» **EXCERTO**
--

Desde janeiro, já foram assassinadas 25 mulheres e registadas 38 tentativas de homicídio, em ambos os casos, maioritariamente também em contexto de intimidade. A própria casa é o local mais perigoso para as mulheres.

A estes dados, somam-se outros: em 2022, foram feitas 519 participações pelo crime de violação, sendo que cerca de 93% das vítimas eram mulheres e 98% dos arguidos eram homens. Números bastante semelhantes quando falamos de abuso sexual de menores. Também só no ano passado, foram registados nos nossos hospitais 190 casos de mutilação genital feminina.

E por falar em hospitais, falemos também dos casos de mulheres a quem é amiúde negada a interrupção voluntária de gravidez, um direito previsto na lei. Assim como crescem as denúncias de situações de violência obstétrica, uma realidade tão incómoda, que quem representa a comunidade médica continua a preferir negar a sua existência. Já se sabe que as mulheres são histéricas, ardilosas e mentirosas, pelo menos é o que historicamente sempre se disse, e continua a dizer, como ponto de partida sobre as mais diversas vítimas de violência que ousam quebrar o silêncio.

--

» **DADOS APRESENTADOS**
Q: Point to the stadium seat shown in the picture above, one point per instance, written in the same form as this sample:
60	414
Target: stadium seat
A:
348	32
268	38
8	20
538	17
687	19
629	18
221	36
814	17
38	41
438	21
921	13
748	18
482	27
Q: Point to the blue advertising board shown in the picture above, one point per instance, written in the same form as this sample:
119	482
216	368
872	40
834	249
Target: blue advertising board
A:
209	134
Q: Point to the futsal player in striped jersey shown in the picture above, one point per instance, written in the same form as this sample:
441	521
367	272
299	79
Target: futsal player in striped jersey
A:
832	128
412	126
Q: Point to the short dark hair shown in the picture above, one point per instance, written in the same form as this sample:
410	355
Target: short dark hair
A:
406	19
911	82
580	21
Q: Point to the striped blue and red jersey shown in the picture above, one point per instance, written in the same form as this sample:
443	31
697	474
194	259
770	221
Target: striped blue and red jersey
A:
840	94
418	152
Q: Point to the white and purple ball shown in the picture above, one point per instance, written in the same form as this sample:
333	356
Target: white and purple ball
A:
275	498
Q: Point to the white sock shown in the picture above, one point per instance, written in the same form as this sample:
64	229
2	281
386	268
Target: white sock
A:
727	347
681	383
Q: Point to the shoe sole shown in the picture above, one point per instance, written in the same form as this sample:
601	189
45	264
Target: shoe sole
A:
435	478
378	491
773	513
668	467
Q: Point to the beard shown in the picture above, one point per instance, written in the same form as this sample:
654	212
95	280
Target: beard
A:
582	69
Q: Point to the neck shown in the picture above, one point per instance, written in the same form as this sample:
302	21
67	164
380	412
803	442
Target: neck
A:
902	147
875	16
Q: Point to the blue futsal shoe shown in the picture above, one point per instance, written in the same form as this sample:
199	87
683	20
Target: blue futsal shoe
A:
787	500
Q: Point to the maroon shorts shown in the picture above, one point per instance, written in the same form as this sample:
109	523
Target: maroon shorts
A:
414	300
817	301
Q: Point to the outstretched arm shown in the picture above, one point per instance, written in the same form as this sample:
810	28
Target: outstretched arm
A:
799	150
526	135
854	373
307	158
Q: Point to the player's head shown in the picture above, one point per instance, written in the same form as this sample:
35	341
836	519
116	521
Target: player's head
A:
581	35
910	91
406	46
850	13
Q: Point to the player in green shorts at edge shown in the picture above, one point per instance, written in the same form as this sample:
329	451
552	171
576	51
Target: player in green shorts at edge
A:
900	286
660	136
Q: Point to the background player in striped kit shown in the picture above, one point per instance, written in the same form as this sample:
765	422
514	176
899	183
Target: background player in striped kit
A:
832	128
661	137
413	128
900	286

--

» **EXERCÍCIOS**
1. Responda, por favor, a partir do texto sobre violência contra as mulheres:
(a) Quantas mulheres foram assassinadas desde janeiro?
(b) Quantas participações pelo crime de violação foram feitas em 2022?
(c) Quantos casos de mutilação genital feminina foram registados nos hospitais no ano passado?
2. Escreva a continuação do texto sobre violência contra as mulheres, a começar depois da última frase apresentada.

» **RESPOSTAS**
1.
(a) 25 mulheres.
(b) 519 participações.
(c) 190 casos.

2.
A manutenção da violência de género contra as mulheres vive também desta desconfiança história sobre o sexo feminino, fomentada por uma mentalidade estruturalmente misógina. O machismo continua a matar. Para quebrarmos este ciclo, a educação para a cidadania não é só pertinente, é urgente.

Ser menina e mulher: um fator de risco mundo fora

Do nosso país para o resto do mundo, ser menina e mulher continua a ser, invariavelmente, um fator de risco. Assassinadas maioritariamente dentro das suas próprias casas, assediadas e abusadas sexualmente, não só na rua – como se gosta de fantasiar – mas, e acima de tudo, também dentro de casa, das escolas, dos locais de trabalho, dos transportes públicos, até mesmo dos hospitais.

Vivemos num mundo onde meninas e mulheres continuam a ser traficadas e exploradas tal qual mercadoria, mutiladas, torturadas, mantidas em cativeiro a bem da religião, impedidas de estudar, policiadas e castigadas se não cumprirem a moral e bons costumes impostos pelos homens.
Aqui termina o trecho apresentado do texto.